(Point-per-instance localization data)
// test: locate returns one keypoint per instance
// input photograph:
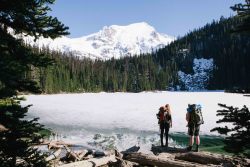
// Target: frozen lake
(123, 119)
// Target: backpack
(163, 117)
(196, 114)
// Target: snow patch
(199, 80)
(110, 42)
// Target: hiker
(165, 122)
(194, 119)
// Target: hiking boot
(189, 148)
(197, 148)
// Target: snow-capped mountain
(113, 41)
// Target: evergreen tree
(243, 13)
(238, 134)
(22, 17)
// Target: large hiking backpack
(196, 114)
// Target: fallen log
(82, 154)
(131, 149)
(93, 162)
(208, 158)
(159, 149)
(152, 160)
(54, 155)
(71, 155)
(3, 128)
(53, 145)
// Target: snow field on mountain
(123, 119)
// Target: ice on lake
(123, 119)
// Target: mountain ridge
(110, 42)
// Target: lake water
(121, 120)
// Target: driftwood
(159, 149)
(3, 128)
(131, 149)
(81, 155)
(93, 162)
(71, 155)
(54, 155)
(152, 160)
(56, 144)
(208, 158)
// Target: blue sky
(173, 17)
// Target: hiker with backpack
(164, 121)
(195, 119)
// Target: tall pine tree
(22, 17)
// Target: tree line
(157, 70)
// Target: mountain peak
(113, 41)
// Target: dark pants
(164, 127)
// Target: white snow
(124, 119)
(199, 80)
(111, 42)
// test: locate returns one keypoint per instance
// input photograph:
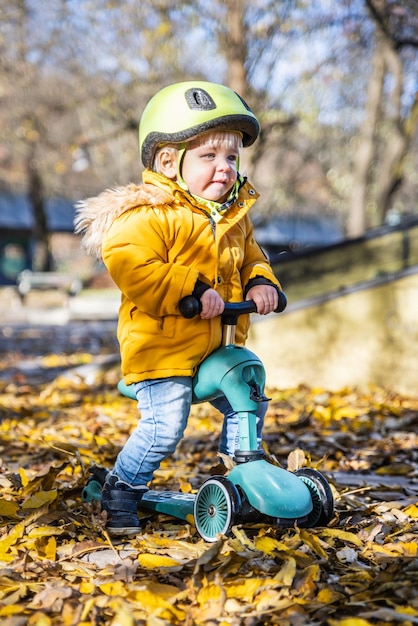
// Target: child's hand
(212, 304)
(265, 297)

Task description: Transcribe each entry above character for character, omitting pictures.

Exercise solution:
// test: locate returns one keypoint per instance
// input photograph:
// Target: frozen lake
(123, 119)
// Target: backpack
(163, 117)
(196, 114)
// Target: snow patch
(199, 80)
(110, 42)
// Target: hiker
(165, 122)
(194, 119)
// Target: hiking boot
(189, 148)
(197, 148)
// Target: snow-capped mountain
(113, 41)
// Target: evergreen tree
(243, 13)
(238, 134)
(22, 17)
// Target: large hiking backpack
(196, 114)
// Target: fallen log
(82, 154)
(131, 149)
(93, 162)
(208, 158)
(159, 149)
(152, 160)
(54, 155)
(71, 155)
(3, 128)
(53, 145)
// Target: snow field on mountain
(123, 119)
// Target: ice on lake
(123, 119)
// Target: mountain ridge
(110, 42)
// Target: lake water
(121, 120)
// Target: driftwood
(159, 149)
(3, 128)
(131, 149)
(81, 155)
(93, 162)
(71, 155)
(54, 155)
(152, 160)
(56, 144)
(208, 158)
// Target: blue sky
(173, 17)
// Target: hiker with backpack
(164, 121)
(195, 119)
// Target: tall pine tree
(22, 17)
// Target: tree line
(157, 70)
// Target: mountain peak
(113, 41)
// Target: dark pants
(164, 127)
// Target: white snow
(124, 119)
(199, 80)
(111, 42)
// test: locate returns one keypoint per instance
// input photograph:
// Target: child's hand
(212, 304)
(265, 297)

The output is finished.